▶ **Assignment 1**
Using the pasta sauce thread, answer each question on its own line.
(a) Which pasta does the opening post prefer to cappelini?
(b) In the post dated Fri Feb 22, 2008 4:26 pm, which two ingredients does the writer say not everyone likes?
(c) What sauce did Menolly eat with penne for lunch?
▶ **Assignment 2**
Repeat the portion of the pasta sauce thread between "Posted: Fri Feb 22, 2008 5:48" and "Back on topic...", inclusive.

▶ **Excerpt to read**
######

Ditto everything you said, Malik.
Except we like thin spaghetti vs. cappelini. We prefer just a litte more tootheness (?) to the pasta, but less than spaghetti itself.
btw...here's
Jenn's Sauce.
Yumm...
Posted: Fri Feb 22, 2008 4:26 pm
by Zarathustra
Jenn's sounds fantastic, too. Both of you seem to make some really unique, special sauces. Mine is more "generic." I do use about a dozen ingredients, but they're all pretty standard stuff that goes into a basic sauce. And that's another reason why I think it's marketable: mass appeal. Not everyone likes black olives and mushrooms (myself included).
Posted: Fri Feb 22, 2008 4:33 pm
by Menolly
Malik23 wrote:Jenn's sounds fantastic, too. Both of you seem to make some really unique, special sauces. Mine is more "generic." I do use about a dozen ingredients, but they're all pretty standard stuff that goes into a basic sauce. And that's another reason why I think it's marketable: mass appeal. Not everyone likes black olives and mushrooms (myself included).
True 'nuff.
But both sauces are adaptable. You can add or subtract various ingedients to your taste.
Posted: Fri Feb 22, 2008 4:46 pm
by Cameraman Jenn
When we finally meet we are gonna have to have a sauce off competition, Malik.

Posted: Fri Feb 22, 2008 5:18 pm
by Menolly
Can I be a judge?
We can do it at the camping trip!!!
Posted: Fri Feb 22, 2008 5:48 pm
by DukkhaWaynhim
Has a date been selected yet for this trip?
dw
Posted: Fri Feb 22, 2008 7:16 pm
by Menolly
Dunno.
Back on topic...
I just made lunch of penne with Bertolli "Vodka" sauce. I had bought it a couple of weeks ago to try, and figured now was as good a time as any.

######

▶ **Data extracts**
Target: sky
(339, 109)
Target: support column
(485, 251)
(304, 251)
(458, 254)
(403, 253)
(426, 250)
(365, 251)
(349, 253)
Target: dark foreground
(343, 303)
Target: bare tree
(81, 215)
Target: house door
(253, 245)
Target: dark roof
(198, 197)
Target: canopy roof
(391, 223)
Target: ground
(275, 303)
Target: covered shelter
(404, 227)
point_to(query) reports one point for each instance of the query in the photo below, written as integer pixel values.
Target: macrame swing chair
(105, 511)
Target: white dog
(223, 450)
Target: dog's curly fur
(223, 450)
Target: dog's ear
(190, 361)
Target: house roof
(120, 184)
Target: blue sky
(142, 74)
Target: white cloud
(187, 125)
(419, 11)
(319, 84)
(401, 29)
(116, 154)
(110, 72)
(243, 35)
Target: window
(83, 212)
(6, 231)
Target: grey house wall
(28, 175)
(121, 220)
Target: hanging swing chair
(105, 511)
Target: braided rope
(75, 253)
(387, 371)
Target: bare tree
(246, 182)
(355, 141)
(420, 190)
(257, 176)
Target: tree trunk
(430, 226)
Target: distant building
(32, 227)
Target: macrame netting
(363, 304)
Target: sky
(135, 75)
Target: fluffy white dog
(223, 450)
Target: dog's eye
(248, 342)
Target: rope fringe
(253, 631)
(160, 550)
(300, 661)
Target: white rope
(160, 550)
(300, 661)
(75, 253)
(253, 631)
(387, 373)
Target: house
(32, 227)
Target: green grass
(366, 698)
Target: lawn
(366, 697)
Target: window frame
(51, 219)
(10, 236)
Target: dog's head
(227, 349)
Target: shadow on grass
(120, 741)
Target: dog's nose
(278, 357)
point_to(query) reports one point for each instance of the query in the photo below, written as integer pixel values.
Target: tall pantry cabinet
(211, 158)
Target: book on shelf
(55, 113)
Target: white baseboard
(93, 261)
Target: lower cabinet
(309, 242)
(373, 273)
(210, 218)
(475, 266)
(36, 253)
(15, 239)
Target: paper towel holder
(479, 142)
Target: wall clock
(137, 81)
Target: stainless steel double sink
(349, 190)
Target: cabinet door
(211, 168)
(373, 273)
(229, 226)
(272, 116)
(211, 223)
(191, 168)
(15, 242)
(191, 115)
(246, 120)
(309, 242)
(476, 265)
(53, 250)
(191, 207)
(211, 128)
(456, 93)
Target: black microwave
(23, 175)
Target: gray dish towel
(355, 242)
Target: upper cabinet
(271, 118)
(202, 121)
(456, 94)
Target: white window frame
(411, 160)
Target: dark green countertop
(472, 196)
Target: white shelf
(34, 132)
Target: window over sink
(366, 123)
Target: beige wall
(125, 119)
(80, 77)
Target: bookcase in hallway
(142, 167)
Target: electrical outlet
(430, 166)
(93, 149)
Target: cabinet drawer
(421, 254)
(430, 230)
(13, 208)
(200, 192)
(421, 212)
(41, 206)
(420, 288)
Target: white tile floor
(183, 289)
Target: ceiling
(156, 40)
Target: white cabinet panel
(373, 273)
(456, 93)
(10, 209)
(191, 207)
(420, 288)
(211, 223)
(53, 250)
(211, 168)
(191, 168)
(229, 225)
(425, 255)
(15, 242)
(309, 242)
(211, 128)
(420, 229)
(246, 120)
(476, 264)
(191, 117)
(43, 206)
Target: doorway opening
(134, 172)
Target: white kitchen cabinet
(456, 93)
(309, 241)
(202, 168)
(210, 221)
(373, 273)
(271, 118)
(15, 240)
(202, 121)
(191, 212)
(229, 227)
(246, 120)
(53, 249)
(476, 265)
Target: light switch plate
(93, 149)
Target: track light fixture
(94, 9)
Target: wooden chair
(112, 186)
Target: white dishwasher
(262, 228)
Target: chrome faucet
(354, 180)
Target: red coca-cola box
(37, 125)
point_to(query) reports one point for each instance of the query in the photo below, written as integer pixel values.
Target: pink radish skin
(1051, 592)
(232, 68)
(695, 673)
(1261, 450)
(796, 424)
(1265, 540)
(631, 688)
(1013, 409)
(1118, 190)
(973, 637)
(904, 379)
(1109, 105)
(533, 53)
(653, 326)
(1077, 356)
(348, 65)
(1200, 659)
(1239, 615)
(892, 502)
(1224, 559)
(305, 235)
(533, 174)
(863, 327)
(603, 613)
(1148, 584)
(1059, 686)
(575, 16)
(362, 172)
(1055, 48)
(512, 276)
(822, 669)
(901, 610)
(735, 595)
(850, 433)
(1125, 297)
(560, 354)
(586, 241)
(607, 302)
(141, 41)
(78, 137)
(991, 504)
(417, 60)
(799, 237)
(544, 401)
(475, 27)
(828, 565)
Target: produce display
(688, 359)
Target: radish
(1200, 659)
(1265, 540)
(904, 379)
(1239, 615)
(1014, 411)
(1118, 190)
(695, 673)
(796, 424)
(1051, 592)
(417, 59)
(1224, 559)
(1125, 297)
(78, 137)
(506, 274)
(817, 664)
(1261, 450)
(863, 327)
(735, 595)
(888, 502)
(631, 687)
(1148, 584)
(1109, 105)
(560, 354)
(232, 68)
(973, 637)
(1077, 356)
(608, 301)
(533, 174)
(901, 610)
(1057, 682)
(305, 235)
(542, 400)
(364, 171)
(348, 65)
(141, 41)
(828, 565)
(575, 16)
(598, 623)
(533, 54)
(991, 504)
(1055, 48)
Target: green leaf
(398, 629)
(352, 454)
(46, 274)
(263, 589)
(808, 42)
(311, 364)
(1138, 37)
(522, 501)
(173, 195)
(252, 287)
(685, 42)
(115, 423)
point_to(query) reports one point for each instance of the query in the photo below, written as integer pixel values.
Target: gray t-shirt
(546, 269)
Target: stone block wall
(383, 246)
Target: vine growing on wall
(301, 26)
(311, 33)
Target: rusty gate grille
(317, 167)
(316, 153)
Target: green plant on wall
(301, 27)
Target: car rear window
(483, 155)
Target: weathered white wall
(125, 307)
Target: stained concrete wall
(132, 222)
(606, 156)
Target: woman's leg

######

▶ **Task response 1**
(a) Thin spaghetti
(b) Black olives and mushrooms
(c) Bertolli "Vodka" sauce

▶ **Task response 2**
Posted: Fri Feb 22, 2008 5:48 pm
by DukkhaWaynhim
Has a date been selected yet for this trip?
dw
Posted: Fri Feb 22, 2008 7:16 pm
by Menolly
Dunno.
Back on topic...